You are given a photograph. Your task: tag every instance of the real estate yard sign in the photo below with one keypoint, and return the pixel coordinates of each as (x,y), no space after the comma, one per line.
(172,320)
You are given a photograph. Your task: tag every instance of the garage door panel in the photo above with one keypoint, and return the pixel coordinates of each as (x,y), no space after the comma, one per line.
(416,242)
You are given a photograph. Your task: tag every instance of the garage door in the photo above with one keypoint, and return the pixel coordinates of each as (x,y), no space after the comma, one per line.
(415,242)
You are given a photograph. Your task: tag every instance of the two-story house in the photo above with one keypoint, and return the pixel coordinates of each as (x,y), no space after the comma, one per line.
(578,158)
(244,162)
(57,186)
* * *
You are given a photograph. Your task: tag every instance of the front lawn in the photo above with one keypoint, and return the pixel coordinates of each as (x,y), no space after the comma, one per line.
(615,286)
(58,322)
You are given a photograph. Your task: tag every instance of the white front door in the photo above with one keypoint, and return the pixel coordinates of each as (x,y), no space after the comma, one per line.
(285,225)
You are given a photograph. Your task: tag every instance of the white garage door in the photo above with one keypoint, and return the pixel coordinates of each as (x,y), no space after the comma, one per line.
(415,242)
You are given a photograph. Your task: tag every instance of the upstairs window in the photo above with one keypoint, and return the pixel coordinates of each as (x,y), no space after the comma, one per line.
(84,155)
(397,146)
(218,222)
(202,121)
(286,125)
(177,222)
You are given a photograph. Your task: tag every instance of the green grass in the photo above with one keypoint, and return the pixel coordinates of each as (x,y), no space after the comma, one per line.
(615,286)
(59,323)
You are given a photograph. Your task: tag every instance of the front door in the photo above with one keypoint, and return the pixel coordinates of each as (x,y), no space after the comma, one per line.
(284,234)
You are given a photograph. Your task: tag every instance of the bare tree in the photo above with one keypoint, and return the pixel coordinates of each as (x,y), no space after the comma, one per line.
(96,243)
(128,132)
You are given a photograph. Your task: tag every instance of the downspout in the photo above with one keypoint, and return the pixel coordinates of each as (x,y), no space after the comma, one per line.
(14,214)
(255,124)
==
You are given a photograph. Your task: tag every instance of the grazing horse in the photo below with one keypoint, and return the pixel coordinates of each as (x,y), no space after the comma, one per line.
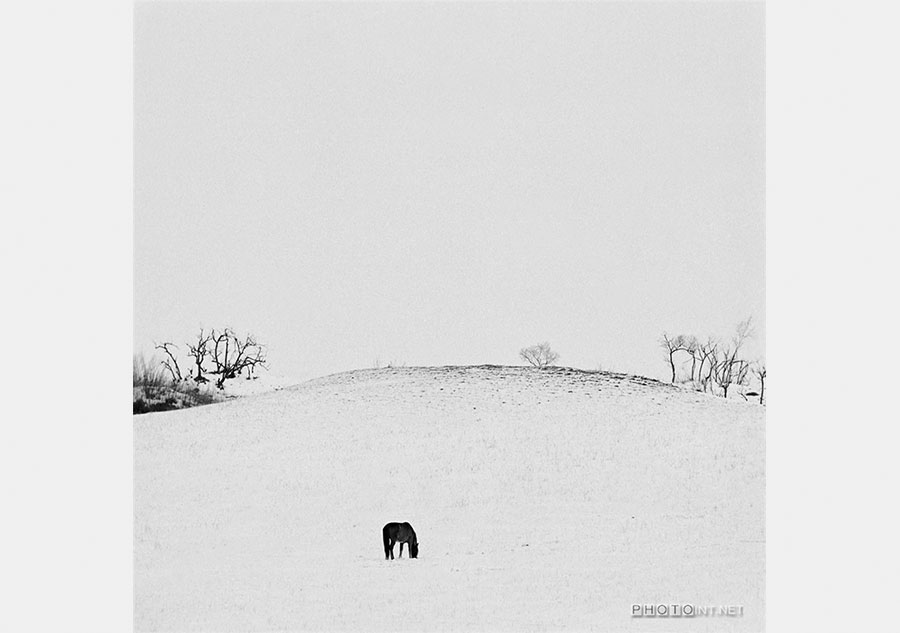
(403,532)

Exercise requirements
Display every line from the items above that contains the word "front", copying each line in full. Uppercase and lowercase letters count as different.

Solution for this task
You are given a photograph. Your task: tag every instance of the front lawn in the photo above with one keypoint, and return the pixel coordinates of each as (x,y), no space after the comma, one per line.
You are given a photograph. Your task: tag every instance of the white front door in the photo above with one keypoint, and return the pixel coordinates of each as (x,y), no space after the comma, one per line.
You are given a photograph. Your task: tag every instance of the front door in the photo above with one keypoint, and return the pixel coordinates of each as (x,y), no space after the comma, one per line.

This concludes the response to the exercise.